== EXERCISE INSTRUCTIONS ==
Please rewrite the part of the material that opens with the line containing "Class name: woman's left hand" and closes with the line containing "[[476, 14, 663, 46]]" as a numbered list, leaving out any blank lines.

==== SUPPLIED INFORMATION

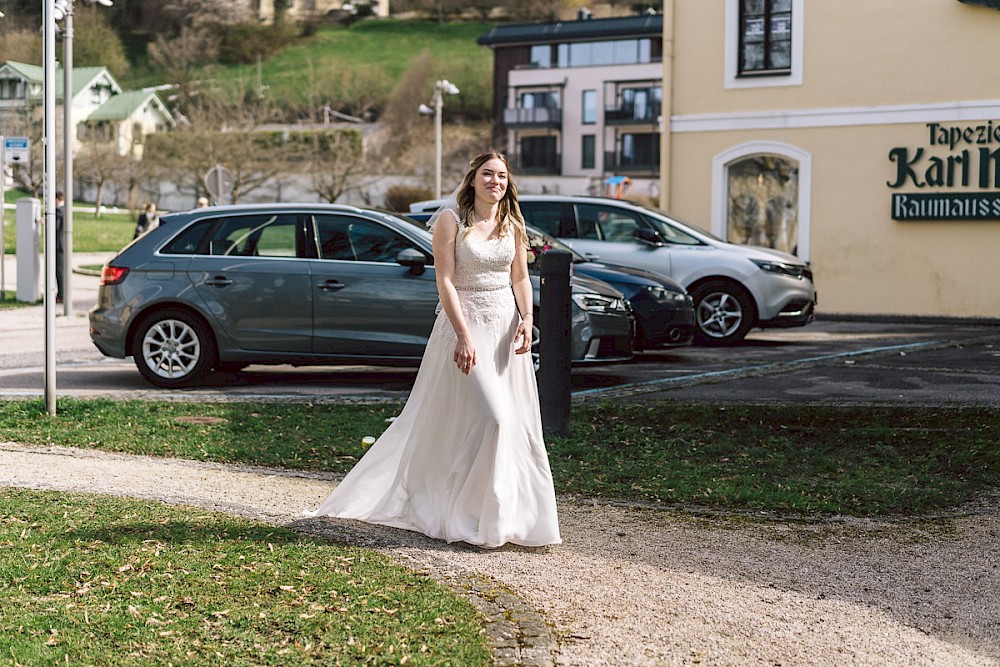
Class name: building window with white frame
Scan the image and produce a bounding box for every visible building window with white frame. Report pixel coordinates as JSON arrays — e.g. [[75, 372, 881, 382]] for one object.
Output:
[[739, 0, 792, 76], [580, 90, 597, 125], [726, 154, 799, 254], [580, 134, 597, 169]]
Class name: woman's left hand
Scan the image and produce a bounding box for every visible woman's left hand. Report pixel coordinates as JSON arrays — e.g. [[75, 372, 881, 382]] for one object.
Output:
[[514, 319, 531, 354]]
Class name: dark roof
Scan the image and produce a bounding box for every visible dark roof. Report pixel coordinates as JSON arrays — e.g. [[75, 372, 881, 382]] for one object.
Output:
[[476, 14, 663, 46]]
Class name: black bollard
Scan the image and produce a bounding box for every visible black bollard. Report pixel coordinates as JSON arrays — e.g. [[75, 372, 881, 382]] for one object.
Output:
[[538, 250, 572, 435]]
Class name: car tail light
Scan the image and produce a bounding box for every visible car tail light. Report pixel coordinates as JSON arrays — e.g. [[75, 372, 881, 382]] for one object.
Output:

========
==== SUPPLIED INFORMATION

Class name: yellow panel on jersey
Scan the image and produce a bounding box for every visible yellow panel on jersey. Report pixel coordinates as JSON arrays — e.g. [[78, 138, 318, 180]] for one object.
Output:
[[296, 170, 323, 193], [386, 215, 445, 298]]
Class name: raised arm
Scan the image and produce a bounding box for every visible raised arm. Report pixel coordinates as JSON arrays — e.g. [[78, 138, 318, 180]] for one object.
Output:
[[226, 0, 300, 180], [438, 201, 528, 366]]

========

== FINAL RESULT ==
1. Class name: woman's left hand
2. Scan the image and produce a bounding box for every visible woman's left hand. Report pixel coordinates as JSON arrays — e.g. [[75, 372, 881, 382]] for one object.
3. Output:
4. [[514, 319, 531, 354]]
5. Class name: dark roof
6. Scan the image and produce a bounding box for every visible dark roof. Report pixel coordinates as JSON arrays — e.g. [[75, 372, 881, 382]] for one object.
7. Output:
8. [[476, 14, 663, 46]]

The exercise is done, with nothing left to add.